Requirement: Starting at the line with "[mark] the yellow-green" in it, reproduce each line below through the last one, exactly, and include nothing else.

Exercise inputs:

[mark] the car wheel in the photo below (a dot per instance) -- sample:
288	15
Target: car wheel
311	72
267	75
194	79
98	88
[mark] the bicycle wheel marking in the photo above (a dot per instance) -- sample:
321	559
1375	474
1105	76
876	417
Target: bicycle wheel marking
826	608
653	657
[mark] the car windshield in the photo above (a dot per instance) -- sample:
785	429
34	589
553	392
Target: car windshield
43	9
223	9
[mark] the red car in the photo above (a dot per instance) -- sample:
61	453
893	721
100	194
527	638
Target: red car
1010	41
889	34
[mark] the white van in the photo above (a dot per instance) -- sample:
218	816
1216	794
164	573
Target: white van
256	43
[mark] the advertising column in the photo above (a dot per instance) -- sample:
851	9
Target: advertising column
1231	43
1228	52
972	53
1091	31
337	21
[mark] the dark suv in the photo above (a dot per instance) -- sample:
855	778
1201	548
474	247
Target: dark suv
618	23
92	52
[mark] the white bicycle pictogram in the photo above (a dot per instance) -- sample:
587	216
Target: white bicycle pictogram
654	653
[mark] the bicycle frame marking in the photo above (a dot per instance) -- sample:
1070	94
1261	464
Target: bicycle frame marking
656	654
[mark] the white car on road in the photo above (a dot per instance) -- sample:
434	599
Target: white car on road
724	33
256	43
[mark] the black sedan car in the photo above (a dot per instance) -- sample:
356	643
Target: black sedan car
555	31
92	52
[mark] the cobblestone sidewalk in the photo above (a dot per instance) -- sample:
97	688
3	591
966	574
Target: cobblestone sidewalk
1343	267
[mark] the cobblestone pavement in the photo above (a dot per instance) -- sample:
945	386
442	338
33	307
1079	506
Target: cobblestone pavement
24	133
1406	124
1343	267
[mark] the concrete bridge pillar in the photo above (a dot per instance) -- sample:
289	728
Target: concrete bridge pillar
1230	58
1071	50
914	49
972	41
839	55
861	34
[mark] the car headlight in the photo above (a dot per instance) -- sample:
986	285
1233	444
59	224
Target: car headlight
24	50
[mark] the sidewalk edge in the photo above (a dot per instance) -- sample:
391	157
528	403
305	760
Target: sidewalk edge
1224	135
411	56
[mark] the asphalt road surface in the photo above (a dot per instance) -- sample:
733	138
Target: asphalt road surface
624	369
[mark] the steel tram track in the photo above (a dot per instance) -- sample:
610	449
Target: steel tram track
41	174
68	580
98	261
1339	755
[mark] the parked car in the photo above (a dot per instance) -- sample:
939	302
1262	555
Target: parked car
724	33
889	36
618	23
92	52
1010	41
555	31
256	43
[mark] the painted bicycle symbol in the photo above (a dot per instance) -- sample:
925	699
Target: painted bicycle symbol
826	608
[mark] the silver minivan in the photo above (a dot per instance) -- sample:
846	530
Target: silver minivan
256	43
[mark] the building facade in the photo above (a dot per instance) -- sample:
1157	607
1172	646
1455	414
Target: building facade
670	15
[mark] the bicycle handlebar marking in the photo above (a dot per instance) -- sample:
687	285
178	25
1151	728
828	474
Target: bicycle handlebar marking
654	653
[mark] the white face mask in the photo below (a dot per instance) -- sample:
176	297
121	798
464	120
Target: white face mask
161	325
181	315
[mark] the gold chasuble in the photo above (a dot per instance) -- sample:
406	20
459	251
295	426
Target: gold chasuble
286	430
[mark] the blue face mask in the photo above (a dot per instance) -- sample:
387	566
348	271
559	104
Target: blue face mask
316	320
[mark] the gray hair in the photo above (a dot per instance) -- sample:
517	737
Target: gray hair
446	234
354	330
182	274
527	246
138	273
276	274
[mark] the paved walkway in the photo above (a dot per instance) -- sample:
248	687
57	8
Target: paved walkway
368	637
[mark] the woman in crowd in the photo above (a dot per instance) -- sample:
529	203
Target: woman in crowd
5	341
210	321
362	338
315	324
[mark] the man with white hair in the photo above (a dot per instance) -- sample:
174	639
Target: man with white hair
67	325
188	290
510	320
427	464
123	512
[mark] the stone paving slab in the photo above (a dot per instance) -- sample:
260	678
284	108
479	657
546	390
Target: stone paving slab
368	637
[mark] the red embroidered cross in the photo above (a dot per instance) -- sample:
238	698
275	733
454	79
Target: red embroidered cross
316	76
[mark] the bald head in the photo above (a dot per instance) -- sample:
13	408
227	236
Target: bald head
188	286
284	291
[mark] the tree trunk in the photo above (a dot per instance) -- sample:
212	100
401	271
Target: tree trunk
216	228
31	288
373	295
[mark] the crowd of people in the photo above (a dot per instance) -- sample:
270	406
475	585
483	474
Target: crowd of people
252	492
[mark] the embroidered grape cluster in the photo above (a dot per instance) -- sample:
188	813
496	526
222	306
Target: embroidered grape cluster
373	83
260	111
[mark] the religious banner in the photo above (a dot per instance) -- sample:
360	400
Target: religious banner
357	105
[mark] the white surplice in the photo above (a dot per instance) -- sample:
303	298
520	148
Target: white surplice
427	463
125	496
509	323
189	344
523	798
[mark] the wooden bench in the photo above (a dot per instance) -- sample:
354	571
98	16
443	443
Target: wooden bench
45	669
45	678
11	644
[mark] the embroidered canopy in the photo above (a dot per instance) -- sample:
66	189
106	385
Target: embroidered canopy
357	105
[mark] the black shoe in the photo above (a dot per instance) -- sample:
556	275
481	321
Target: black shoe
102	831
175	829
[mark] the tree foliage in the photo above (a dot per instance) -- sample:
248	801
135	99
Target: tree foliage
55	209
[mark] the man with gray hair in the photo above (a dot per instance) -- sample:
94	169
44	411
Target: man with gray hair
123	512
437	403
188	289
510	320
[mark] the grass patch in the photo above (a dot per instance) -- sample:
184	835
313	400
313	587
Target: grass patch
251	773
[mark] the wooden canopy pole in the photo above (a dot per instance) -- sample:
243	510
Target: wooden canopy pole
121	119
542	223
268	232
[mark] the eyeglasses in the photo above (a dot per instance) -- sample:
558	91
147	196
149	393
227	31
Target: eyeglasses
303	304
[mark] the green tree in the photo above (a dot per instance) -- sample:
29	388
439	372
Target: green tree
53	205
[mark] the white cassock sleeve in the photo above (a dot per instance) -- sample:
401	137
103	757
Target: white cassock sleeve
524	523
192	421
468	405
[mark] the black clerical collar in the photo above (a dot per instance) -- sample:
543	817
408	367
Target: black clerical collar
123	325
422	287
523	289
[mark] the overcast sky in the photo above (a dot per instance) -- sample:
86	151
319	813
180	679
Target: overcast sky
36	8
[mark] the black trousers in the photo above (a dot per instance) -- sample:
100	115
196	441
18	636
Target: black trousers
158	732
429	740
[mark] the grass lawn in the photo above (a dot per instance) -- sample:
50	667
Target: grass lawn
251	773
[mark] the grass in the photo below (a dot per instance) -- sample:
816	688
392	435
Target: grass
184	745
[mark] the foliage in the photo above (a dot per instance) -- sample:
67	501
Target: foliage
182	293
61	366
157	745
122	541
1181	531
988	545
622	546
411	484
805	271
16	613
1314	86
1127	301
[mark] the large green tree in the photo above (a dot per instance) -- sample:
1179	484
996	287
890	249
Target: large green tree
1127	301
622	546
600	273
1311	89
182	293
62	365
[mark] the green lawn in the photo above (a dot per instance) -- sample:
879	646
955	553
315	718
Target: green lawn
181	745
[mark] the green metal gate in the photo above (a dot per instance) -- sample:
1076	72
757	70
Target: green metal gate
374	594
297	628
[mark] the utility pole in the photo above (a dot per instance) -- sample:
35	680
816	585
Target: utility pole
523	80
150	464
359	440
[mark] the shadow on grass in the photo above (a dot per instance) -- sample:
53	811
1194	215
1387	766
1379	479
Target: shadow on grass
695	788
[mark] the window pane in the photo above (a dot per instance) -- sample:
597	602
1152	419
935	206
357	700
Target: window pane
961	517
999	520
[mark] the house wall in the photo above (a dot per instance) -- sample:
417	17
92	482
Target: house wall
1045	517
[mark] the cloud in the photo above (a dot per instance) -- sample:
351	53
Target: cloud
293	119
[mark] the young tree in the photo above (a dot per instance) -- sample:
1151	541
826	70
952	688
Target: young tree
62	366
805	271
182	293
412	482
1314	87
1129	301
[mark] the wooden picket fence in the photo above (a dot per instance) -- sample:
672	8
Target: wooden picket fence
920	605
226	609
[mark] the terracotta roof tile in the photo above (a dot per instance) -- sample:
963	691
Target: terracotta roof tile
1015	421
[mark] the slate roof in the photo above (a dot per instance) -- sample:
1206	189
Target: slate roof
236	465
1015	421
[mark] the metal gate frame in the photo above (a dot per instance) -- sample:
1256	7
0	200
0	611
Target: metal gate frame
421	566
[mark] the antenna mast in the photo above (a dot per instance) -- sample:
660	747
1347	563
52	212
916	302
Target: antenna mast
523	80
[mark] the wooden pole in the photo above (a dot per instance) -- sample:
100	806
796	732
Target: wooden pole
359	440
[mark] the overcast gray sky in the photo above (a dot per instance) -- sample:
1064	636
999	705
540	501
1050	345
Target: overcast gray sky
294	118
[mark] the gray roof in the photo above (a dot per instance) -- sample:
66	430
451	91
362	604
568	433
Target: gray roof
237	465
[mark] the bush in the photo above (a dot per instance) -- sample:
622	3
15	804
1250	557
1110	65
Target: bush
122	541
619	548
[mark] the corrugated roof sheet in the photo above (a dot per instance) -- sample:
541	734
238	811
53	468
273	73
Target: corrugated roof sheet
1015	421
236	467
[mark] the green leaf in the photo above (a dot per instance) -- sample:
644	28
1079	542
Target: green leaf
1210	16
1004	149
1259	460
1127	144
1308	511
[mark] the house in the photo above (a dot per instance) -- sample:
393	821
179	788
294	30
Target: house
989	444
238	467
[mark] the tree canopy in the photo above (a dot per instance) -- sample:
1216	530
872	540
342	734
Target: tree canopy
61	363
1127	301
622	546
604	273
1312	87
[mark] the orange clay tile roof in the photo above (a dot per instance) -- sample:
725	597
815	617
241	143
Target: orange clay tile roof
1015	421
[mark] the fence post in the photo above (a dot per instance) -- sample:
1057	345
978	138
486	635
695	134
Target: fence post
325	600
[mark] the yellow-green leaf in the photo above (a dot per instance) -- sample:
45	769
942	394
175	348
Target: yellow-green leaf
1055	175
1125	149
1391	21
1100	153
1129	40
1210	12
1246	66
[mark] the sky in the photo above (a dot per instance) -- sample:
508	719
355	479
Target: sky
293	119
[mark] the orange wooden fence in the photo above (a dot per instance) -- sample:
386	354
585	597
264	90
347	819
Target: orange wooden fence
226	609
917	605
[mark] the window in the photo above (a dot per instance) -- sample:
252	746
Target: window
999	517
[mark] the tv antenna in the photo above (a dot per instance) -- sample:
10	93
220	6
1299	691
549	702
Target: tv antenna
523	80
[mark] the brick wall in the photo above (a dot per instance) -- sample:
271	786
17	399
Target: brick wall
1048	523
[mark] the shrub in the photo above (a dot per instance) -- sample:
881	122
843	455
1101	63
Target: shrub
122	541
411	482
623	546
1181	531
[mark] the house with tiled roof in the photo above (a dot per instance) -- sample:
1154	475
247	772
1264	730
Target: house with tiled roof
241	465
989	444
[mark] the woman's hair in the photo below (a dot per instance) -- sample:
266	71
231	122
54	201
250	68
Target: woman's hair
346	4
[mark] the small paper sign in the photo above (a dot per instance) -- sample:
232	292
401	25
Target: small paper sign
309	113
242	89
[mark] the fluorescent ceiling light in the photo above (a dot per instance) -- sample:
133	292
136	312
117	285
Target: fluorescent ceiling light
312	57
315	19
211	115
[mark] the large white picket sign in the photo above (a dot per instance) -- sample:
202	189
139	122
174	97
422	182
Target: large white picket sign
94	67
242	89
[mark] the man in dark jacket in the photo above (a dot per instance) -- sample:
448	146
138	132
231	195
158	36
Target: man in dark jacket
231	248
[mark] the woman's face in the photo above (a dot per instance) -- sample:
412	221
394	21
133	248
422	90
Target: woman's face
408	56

Reply:
[mark] the yellow-green leaf in the photo above (a dot per instance) -- sample:
45	769
942	394
175	348
Target: yellow-green leaf
1055	175
1125	149
1391	21
1100	153
1129	40
1210	12
1246	66
[mark] the sky in the photo above (a dot per instance) -- sample:
508	719
355	479
Target: sky
293	119
[mark] the orange wooden fence in the photo above (a dot per instance) -- sample:
386	354
585	597
264	90
347	819
Target: orange wooden fence
226	609
917	605
[mark] the window in the photo above (a dot per instance) -- sample:
252	746
Target: window
999	517
[mark] the tv antenna in the photo above (a dot per instance) -- sample:
10	93
220	6
1299	691
549	702
Target: tv antenna
523	80
[mark] the brick wall in the photo above (a dot per instance) -- sample:
271	786
17	399
Target: brick wall
1048	523
[mark] the shrub in the photo above (a dot per instance) -- sample:
881	122
843	455
1101	63
Target: shrub
122	541
411	482
623	546
1181	531
[mark] the house with tiled roof in the photo above (a dot per instance) -- sample:
1154	475
247	772
1264	730
Target: house with tiled roof
241	465
989	444
[mark] the woman's hair in the photo below (a dot per instance) -- sample:
266	71
231	122
54	201
250	68
Target: woman's hair
346	4
[mark] the small paper sign in the photo above (a dot per instance) -- sample:
232	292
401	25
Target: small paper sign
309	113
242	89
[mark] the fluorescent ceiling light in the photo above (a dot per instance) -- sample:
133	292
136	312
117	285
Target: fluorescent ceiling light
312	57
315	19
211	115
[mark] the large white picket sign in the photo above (a dot per instance) -- sample:
202	189
139	122
174	97
422	182
Target: large white picket sign
94	67
242	89
[mark] the man in dark jacket in the photo above (a dot per instance) -- sample:
448	146
138	132
231	195
158	36
Target: man in dark jacket
231	248
[mark] the woman's face in the photo above (a dot per instance) -- sample:
412	221
394	21
133	248
422	90
Target: woman's face
408	56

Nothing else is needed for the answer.